Problem requirements:
Write out the data in full, exactly as shown.

Data supplied:
-=-=-=-=-
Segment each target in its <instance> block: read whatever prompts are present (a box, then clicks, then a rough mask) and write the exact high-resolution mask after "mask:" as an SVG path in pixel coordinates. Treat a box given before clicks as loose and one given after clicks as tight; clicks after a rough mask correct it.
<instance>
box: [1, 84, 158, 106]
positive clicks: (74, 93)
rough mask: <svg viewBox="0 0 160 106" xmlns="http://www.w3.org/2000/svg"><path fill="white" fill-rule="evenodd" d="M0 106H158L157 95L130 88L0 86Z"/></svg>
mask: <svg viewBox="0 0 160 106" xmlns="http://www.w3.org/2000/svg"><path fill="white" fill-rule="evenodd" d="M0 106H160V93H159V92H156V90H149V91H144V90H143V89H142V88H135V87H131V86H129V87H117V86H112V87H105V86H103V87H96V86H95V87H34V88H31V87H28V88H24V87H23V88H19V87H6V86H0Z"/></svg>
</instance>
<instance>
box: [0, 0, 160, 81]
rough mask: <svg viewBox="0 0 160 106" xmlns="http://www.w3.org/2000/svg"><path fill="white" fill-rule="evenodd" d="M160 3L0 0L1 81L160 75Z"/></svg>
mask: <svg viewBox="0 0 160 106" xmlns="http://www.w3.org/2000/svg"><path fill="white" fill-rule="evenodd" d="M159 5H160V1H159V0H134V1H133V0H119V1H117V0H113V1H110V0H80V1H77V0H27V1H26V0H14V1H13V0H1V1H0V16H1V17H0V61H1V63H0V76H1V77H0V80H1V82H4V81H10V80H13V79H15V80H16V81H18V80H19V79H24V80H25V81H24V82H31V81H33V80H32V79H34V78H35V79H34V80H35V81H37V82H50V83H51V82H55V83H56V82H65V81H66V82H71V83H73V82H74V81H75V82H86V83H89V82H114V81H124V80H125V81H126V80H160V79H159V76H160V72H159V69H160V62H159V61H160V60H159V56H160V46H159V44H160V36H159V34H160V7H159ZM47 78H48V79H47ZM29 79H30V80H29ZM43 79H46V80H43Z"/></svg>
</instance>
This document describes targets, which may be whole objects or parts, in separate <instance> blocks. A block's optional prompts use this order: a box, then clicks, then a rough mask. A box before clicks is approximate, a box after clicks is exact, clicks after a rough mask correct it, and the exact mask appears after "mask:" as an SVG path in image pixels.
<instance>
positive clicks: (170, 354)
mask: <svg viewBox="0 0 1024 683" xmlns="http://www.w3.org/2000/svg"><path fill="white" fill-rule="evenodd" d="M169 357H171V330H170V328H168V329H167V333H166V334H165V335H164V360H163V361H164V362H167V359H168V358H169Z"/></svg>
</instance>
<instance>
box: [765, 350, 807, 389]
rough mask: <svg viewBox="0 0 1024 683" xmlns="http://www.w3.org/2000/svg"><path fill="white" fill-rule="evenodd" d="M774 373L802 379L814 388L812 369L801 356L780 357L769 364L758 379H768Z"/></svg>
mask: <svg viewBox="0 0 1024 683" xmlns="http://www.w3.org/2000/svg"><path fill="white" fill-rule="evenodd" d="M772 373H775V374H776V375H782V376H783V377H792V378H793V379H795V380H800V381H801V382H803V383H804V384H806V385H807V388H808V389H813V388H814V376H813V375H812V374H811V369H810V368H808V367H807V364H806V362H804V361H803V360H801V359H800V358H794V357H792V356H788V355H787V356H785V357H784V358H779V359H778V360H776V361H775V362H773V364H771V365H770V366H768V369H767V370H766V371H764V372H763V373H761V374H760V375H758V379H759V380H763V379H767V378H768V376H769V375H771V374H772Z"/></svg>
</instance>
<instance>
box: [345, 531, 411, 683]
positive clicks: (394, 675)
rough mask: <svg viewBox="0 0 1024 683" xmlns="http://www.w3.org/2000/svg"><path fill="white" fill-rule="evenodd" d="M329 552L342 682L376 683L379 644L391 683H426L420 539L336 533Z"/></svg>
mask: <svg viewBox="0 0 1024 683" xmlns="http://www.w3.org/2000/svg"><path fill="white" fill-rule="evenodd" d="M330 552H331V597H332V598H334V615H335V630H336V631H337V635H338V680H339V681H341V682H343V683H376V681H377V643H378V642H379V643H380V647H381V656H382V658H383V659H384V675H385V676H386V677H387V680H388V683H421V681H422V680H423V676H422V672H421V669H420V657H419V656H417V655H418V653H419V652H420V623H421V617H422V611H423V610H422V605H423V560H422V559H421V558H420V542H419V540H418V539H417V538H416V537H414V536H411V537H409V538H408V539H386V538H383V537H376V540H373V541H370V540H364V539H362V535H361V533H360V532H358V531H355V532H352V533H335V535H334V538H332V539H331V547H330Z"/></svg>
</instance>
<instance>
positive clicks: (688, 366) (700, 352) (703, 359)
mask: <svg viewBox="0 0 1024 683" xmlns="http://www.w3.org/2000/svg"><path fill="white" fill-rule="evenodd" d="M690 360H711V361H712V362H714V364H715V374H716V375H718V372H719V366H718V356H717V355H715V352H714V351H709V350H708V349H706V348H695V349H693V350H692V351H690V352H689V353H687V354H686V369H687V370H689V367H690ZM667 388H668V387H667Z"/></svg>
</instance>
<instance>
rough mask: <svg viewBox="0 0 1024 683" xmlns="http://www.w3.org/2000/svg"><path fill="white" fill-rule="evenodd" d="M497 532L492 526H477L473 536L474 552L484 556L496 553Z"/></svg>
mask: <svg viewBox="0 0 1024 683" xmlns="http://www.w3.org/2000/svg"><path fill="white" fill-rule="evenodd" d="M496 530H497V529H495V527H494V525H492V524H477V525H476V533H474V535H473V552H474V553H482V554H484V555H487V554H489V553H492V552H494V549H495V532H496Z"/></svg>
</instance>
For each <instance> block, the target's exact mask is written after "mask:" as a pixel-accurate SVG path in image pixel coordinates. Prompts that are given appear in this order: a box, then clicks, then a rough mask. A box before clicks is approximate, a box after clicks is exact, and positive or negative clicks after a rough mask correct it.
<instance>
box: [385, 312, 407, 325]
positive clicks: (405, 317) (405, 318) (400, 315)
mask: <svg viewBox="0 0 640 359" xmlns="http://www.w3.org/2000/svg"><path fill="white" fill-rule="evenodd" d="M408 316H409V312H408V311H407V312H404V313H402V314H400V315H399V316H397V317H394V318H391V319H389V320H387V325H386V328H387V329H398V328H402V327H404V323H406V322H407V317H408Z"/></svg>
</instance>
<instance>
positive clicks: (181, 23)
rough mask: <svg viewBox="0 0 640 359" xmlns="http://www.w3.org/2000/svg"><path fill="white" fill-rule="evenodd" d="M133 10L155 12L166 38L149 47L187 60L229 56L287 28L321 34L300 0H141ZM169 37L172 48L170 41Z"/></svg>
-=-=-=-=-
Written answer:
Segment each target in its <instance> block: read whatever prompts are present (a box, then clicks, then a rough mask) and write the exact high-resolution mask after "mask:" as an SVG path in pixel coordinates. Treat a box given before clicks as loose and one given after clicks as tight; clicks after a rough mask correct it.
<instance>
box: [1, 84, 158, 106]
positive clicks: (74, 93)
rough mask: <svg viewBox="0 0 160 106" xmlns="http://www.w3.org/2000/svg"><path fill="white" fill-rule="evenodd" d="M0 106H158L157 95L130 88L0 86Z"/></svg>
mask: <svg viewBox="0 0 160 106" xmlns="http://www.w3.org/2000/svg"><path fill="white" fill-rule="evenodd" d="M0 106H160V93H159V92H156V90H149V91H144V90H143V89H142V88H135V87H131V86H129V87H117V86H112V87H105V86H103V87H96V86H95V87H34V88H31V87H28V88H24V87H23V88H19V87H6V86H0Z"/></svg>
</instance>
<instance>
box: [0, 0, 160, 81]
rough mask: <svg viewBox="0 0 160 106" xmlns="http://www.w3.org/2000/svg"><path fill="white" fill-rule="evenodd" d="M160 3L0 0L1 81L160 75Z"/></svg>
mask: <svg viewBox="0 0 160 106" xmlns="http://www.w3.org/2000/svg"><path fill="white" fill-rule="evenodd" d="M159 5H160V1H159V0H134V1H133V0H119V1H117V0H113V1H110V0H80V1H77V0H27V1H26V0H14V1H13V0H1V1H0V16H1V17H0V61H1V63H0V76H1V77H0V80H1V82H4V81H10V80H13V79H15V80H16V81H18V80H19V79H24V80H25V81H24V82H31V81H33V80H32V79H34V78H35V79H34V80H35V81H37V82H50V83H51V82H55V83H56V82H65V81H66V82H71V83H73V82H74V81H75V82H86V83H89V82H114V81H124V80H125V81H126V80H160V79H159V76H160V72H159V69H160V62H159V61H160V60H159V56H160V46H159V44H160V36H159V34H160V7H159ZM47 78H48V79H47ZM29 79H30V80H29ZM43 79H46V80H43Z"/></svg>
</instance>
This document describes targets, which may be whole objects or parts, in separate <instance> blocks. A block's optional prompts use this order: a box, then clicks, then a rough mask. A box before clicks is approximate, a box after clicks is exact, clicks after a rough mask correct it, and the exact mask appears after "mask:" as an SVG path in image pixels.
<instance>
positive clicks: (170, 354)
mask: <svg viewBox="0 0 1024 683" xmlns="http://www.w3.org/2000/svg"><path fill="white" fill-rule="evenodd" d="M169 357H171V330H170V328H168V329H167V333H166V334H165V335H164V360H163V361H164V362H167V359H168V358H169Z"/></svg>
</instance>
<instance>
box: [765, 350, 807, 389]
rough mask: <svg viewBox="0 0 1024 683" xmlns="http://www.w3.org/2000/svg"><path fill="white" fill-rule="evenodd" d="M774 373L802 379L814 388L812 369L801 356L780 357L769 364L758 379H768Z"/></svg>
mask: <svg viewBox="0 0 1024 683" xmlns="http://www.w3.org/2000/svg"><path fill="white" fill-rule="evenodd" d="M772 373H775V374H776V375H782V376H783V377H792V378H793V379H795V380H800V381H801V382H803V383H804V384H806V385H807V388H808V389H813V388H814V376H813V375H812V374H811V369H810V368H808V367H807V364H806V362H804V361H803V360H801V359H800V358H794V357H792V356H788V355H787V356H785V357H784V358H779V359H778V360H776V361H775V362H773V364H771V365H770V366H768V369H767V370H766V371H764V372H763V373H761V374H760V375H758V379H759V380H763V379H767V378H768V376H769V375H771V374H772Z"/></svg>
</instance>
<instance>
box: [345, 531, 411, 683]
positive clicks: (394, 675)
rough mask: <svg viewBox="0 0 1024 683" xmlns="http://www.w3.org/2000/svg"><path fill="white" fill-rule="evenodd" d="M329 552L342 682L376 683L379 644L391 683H426L420 539L336 533Z"/></svg>
mask: <svg viewBox="0 0 1024 683" xmlns="http://www.w3.org/2000/svg"><path fill="white" fill-rule="evenodd" d="M330 552H331V597H332V598H334V615H335V630H336V631H337V635H338V680H339V681H341V682H343V683H376V681H377V643H378V642H379V643H380V647H381V656H382V658H383V659H384V675H385V676H386V677H387V680H388V683H421V681H422V680H423V676H422V672H421V669H420V657H419V656H417V655H418V653H419V652H420V623H421V617H422V611H423V610H422V605H423V560H422V559H421V558H420V542H419V540H418V539H417V538H416V537H414V536H411V537H409V538H408V539H386V538H383V537H376V540H373V541H370V540H364V539H362V535H361V533H360V532H358V531H355V532H352V533H335V535H334V538H332V539H331V547H330Z"/></svg>
</instance>
<instance>
positive clicks: (688, 366) (700, 352) (703, 359)
mask: <svg viewBox="0 0 1024 683" xmlns="http://www.w3.org/2000/svg"><path fill="white" fill-rule="evenodd" d="M690 360H711V361H712V362H714V364H715V374H716V375H718V372H719V366H718V356H717V355H715V352H714V351H709V350H708V349H706V348H695V349H693V350H692V351H690V352H689V353H687V354H686V369H687V370H689V367H690ZM667 388H668V387H667Z"/></svg>
</instance>
<instance>
rough mask: <svg viewBox="0 0 1024 683" xmlns="http://www.w3.org/2000/svg"><path fill="white" fill-rule="evenodd" d="M497 532L492 526H477L473 536L474 552L484 556L496 553Z"/></svg>
mask: <svg viewBox="0 0 1024 683" xmlns="http://www.w3.org/2000/svg"><path fill="white" fill-rule="evenodd" d="M496 530H497V529H495V527H494V525H492V524H477V525H476V533H474V535H473V552H474V553H482V554H484V555H487V554H489V553H492V552H494V549H495V532H496Z"/></svg>
</instance>
For each <instance> block, the target's exact mask is written after "mask:" as a pixel-accurate SVG path in image pixel coordinates. Prompts that are given appear in this order: a box, then clicks, then a rough mask. A box before clicks is approximate, a box after clicks is exact, and positive or negative clicks after a rough mask correct it.
<instance>
box: [385, 312, 407, 325]
positive clicks: (405, 317) (405, 318) (400, 315)
mask: <svg viewBox="0 0 640 359" xmlns="http://www.w3.org/2000/svg"><path fill="white" fill-rule="evenodd" d="M408 316H409V312H408V311H407V312H404V313H402V314H400V315H399V316H397V317H394V318H391V319H389V320H387V325H386V328H387V329H398V328H402V327H404V323H406V322H407V317H408Z"/></svg>
</instance>
<instance>
positive clicks: (181, 23)
rough mask: <svg viewBox="0 0 640 359" xmlns="http://www.w3.org/2000/svg"><path fill="white" fill-rule="evenodd" d="M133 10L155 12L166 38L149 47L187 60L229 56L287 28L321 34L300 0H141ZM169 37L172 48L170 41Z"/></svg>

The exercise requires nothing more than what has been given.